A topological equivalence or homeomorphism between topological spaces is a biunique function which is continuous in both directions, that is, both it and its inverse are continuous. Two spaces are homeomorphic if there exists a homeomorphism between them: intuitively, this means that each space can be continuously and reversibly deformed into the other. A property of a space is topological if, when possessed by a given space, it is also possessed by all spaces homeomorphic to the given one. Topology may now be broadly defined as the study of topological properties.⁵ If we consider geometric figures such as triangles and circles as spaces, we see immediately that, in general, geometric properties such as, e.g., being a triangle or a straight line are not topological, since a triangle is evidently homeomorphic to any simple closed curve and a straight line to any open curve. (To see this, imagine both triangle and line made from cooked pasta or modelling clay.) Topological properties are grosser than geometric ones, since they must stand up under arbitrary continuous deformations.⁶ So, for example, a topological property of the triangle is not its triangularity but the property of dividing the plane into two—“inside” or “outside”— regions, as well as the property that, if two points are removed, it falls into two pieces, while if only a single point is removed, one piece remains. As another example we may consider the properties of one-sidedness or two-sidedness of a surface. The standard one-sided surface—the so-called Möbius strip (or band), discovered independently in 1858 by A. F. Möbius (1790–1868) and J. B. Listing ⁷ (1806–1882)—may be constructed by gluing together the two ends of a strip of paper after giving one of the ends a half twist. Both one- and two-sidedness are topological properties.

□ □ □ □ □

:: Challenge A ::
Answer these questions from the topology passage:
(i) For a biunique function to be a homeomorphism, what must be continuous?
(ii) According to the passage, what happens to a triangle when two points are removed from it?
(iii) Who independently discovered the Möbius strip in 1858?
:: Challenge B ::
Resume the passage on topology immediately after its final sentence, and keep its style and level of detail.

:: Source excerpt ::
□ □ □ □ □

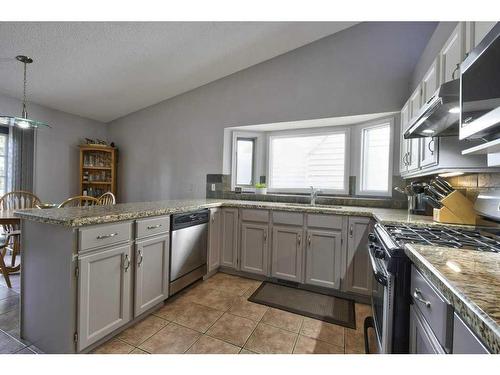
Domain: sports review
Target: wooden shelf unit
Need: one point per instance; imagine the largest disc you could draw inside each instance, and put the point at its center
(97, 170)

□ □ □ □ □

:: Exercise output A ::
(i) Both the function and its inverse.
(ii) It falls into two pieces.
(iii) A. F. Möbius and J. B. Listing.

:: Exercise output B ::
Metric spaces constitute an important class of topological spaces. A metric on a set X is a function d which assigns to each pair (x, y) of elements of X a nonnegative real number d(x, y) in such a way that:

$d\left(x,y\right)=d\left(y,x\right),\kern0.75em d\left(x,y\right)+d\left(y,z\right)\ge \ge d\left(x,z\right),\kern0.75em d\left(x,y\right)=0\kern0.24em \mathrm{if}\ \mathrm{and}\ \mathrm{only}\ \mathrm{if}\kern0.24em x=y.$

We think of d(x, y) as the distance between x and y. The first of these conditions then expresses the symmetry of distance, and the second—the triangle inequality—corresponds to the familiar fact that the sum of the lengths of two sides of a triangle is never exceeded by that of the remaining side. A set equipped with a metric is called a metric space . Each metric space may be considered a topological space in which a basic neighbourhood of a point x is the subset of X consisting of all points y at distance < r, for positive r. All of the examples of topological spaces given above are metric spaces , but not every topological space is a metric space. Metric spaces are the topological generalizations of Euclidean spaces.

One of the most important properties a subset of a topological space may possess is that of compactness. To define this concept, we introduce the notion of an open covering of a subset A of a space X: this is defined to be a family of open subsets of X whose union contains A. Now A is compact if every open covering of A has a finite subfamily which is also an open covering of A. Clearly any finite subset of a topological space is compact; compactness may be seen as a topological version of finiteness, or, more generally, boundedness. It can in fact be shown that the compact subsets of any Euclidean space are precisely the closed bounded subsets.

There are a number of different ways of describing connectedness, or cohesion in topological terms. The standard characterization is to call a subset of a space connected if no matter how it is split into two disjoint sets, at least one of these contains limit points of the other. For example, any interval on the real line, and any Euclidean space, is connected in this sense. It is easy to prove that a space is connected if and only if it is not the union of two disjoint nonempty open (or. equivalently, closed) sets.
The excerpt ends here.